» **EXERCISE DESCRIPTION**
Recast every line of the items below as a Markdown table with two columns, Row and Line, numbering the rows and skipping blank lines. Leave the pictures out of the table.

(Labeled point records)
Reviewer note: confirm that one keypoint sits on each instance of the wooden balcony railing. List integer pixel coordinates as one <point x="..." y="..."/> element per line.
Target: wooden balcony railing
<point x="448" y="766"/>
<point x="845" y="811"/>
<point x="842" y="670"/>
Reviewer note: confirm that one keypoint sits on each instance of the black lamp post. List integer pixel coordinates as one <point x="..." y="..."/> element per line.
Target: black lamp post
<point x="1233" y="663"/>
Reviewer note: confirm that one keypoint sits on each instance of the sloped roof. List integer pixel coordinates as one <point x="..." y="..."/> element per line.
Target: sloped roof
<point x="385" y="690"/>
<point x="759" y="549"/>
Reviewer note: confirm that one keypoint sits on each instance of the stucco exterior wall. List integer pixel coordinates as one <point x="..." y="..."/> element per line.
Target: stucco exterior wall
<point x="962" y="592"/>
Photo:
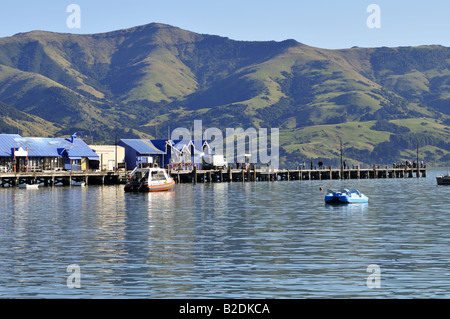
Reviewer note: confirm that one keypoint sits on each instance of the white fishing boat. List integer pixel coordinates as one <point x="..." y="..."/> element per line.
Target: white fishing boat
<point x="443" y="179"/>
<point x="345" y="196"/>
<point x="150" y="179"/>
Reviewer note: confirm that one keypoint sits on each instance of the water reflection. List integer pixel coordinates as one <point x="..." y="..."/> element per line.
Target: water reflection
<point x="230" y="240"/>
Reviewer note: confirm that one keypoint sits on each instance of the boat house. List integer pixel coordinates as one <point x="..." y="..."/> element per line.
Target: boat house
<point x="163" y="153"/>
<point x="35" y="154"/>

» **ANSWER TO THIS EXERCISE**
| Row | Line |
|---|---|
| 1 | Reviewer note: confirm that one keypoint sits on each instance of the wooden balcony railing. List integer pixel coordinates as one <point x="..." y="..."/> element per line. |
| 2 | Target: wooden balcony railing |
| 3 | <point x="448" y="766"/> |
| 4 | <point x="845" y="811"/> |
| 5 | <point x="842" y="670"/> |
| 6 | Reviewer note: confirm that one keypoint sits on each instance of the black lamp post. List integer pixel coordinates as one <point x="..." y="..."/> element per line. |
| 7 | Target: black lamp post |
| 8 | <point x="1233" y="663"/> |
| 9 | Reviewer note: confirm that one keypoint sits on each instance of the sloped roof. List integer pixel coordinates as one <point x="..." y="..."/> element per line. |
| 10 | Target: sloped roof |
| 11 | <point x="385" y="690"/> |
| 12 | <point x="759" y="549"/> |
| 13 | Reviewer note: confirm that one keypoint sits on each instance of the stucco exterior wall. List integer pixel coordinates as one <point x="..." y="..."/> element per line. |
| 14 | Target: stucco exterior wall |
| 15 | <point x="962" y="592"/> |
| 16 | Photo: |
| 17 | Reviewer note: confirm that one keypoint sits on each instance of the white fishing boat. List integer pixel coordinates as one <point x="..." y="..."/> element per line. |
| 18 | Target: white fishing boat |
| 19 | <point x="443" y="179"/> |
| 20 | <point x="345" y="196"/> |
| 21 | <point x="150" y="179"/> |
| 22 | Reviewer note: confirm that one keypoint sits on each instance of the water reflection. List integer pixel coordinates as one <point x="..." y="..."/> element per line. |
| 23 | Target: water reflection |
| 24 | <point x="230" y="240"/> |
| 25 | Reviewer note: confirm that one keypoint sits on each instance of the boat house. List integer pixel coordinates as one <point x="..." y="..."/> element per line. |
| 26 | Target: boat house |
| 27 | <point x="163" y="153"/> |
| 28 | <point x="35" y="154"/> |